INSTRUCTIONS TO FOLLOW: Rescale everything from the row containing "Where can the boulder" down through the end of the rows, and give all those lines again with the requests included. Multiply every point coordinate in the answers by 1.15 and round to whole numbers, with halves rounded up.

RECORDED DATA:
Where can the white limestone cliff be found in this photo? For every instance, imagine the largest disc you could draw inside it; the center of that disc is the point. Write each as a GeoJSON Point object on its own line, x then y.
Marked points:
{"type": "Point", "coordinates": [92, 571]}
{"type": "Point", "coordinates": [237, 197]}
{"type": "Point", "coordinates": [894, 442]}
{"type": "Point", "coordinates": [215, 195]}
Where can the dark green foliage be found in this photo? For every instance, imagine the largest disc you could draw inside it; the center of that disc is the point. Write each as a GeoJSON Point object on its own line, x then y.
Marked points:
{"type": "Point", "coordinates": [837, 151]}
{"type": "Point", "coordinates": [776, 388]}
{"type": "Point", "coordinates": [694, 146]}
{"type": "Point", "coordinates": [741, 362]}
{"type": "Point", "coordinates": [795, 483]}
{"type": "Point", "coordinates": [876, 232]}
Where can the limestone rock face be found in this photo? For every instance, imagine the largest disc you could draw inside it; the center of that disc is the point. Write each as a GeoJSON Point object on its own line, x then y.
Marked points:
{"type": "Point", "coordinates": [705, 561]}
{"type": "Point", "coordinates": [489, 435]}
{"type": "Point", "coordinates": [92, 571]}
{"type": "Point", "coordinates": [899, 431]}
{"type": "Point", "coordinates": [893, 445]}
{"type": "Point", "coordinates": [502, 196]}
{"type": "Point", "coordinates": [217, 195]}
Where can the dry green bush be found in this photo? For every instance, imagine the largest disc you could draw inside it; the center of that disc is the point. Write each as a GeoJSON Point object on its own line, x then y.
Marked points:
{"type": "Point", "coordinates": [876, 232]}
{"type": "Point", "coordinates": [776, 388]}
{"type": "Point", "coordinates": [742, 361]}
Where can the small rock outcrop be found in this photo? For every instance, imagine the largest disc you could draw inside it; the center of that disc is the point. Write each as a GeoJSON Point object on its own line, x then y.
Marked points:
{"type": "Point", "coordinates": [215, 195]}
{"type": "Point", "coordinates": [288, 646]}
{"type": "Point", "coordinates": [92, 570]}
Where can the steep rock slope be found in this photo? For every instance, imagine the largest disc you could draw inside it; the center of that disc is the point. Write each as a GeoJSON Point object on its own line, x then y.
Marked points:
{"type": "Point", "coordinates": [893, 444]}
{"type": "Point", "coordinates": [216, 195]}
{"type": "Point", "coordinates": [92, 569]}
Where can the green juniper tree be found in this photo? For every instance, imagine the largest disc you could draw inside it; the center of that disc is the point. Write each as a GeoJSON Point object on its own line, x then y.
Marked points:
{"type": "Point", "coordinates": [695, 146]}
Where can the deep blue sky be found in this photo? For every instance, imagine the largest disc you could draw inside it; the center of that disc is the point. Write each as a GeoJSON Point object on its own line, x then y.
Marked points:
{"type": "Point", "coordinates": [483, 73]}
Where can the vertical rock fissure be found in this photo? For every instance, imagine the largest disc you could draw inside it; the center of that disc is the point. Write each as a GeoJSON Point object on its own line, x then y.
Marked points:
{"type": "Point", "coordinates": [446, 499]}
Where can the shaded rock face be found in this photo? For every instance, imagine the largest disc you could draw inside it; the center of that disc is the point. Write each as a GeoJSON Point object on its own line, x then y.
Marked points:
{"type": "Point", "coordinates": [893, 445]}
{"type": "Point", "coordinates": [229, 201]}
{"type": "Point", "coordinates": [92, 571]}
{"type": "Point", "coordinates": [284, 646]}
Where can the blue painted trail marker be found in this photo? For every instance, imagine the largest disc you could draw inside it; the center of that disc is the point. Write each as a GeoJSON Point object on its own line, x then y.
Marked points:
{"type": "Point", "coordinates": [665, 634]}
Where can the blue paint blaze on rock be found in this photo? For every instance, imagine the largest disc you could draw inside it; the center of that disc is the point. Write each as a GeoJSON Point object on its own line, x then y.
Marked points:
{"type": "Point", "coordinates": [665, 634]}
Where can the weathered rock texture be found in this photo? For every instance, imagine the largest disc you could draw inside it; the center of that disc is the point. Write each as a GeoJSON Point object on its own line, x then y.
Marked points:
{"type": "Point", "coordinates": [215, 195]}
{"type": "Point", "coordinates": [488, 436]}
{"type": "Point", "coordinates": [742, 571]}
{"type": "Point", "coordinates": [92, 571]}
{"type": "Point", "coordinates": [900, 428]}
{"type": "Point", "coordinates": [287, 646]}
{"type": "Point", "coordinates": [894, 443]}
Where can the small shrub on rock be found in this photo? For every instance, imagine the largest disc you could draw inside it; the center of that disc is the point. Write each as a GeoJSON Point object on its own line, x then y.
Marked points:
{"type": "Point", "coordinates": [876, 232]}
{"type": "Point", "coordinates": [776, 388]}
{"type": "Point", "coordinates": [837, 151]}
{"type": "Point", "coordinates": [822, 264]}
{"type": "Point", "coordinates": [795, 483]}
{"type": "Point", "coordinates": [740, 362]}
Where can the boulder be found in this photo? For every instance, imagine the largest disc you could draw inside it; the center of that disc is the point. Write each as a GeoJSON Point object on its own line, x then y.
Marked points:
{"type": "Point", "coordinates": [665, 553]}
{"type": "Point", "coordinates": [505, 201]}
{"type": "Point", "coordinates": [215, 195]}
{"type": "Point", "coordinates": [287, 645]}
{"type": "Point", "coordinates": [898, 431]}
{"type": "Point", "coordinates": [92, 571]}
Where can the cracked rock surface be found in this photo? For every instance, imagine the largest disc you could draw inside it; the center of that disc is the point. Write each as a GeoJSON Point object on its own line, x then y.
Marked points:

RESULT:
Where can the boulder be found in this photo? For every instance, imagine the largest disc you could draw inside it; the center of that disc is the point. Write each as a GeoJSON Point object on its own line, x then y.
Marked points:
{"type": "Point", "coordinates": [765, 636]}
{"type": "Point", "coordinates": [581, 231]}
{"type": "Point", "coordinates": [247, 224]}
{"type": "Point", "coordinates": [330, 742]}
{"type": "Point", "coordinates": [1033, 496]}
{"type": "Point", "coordinates": [106, 657]}
Where can the cracked rock surface be found in this photo? For every instance, imagine the largest disc you could draw inside it; the center of that disc is the point. Write each as a GeoJSON Point object on its own line, x then y.
Marked points:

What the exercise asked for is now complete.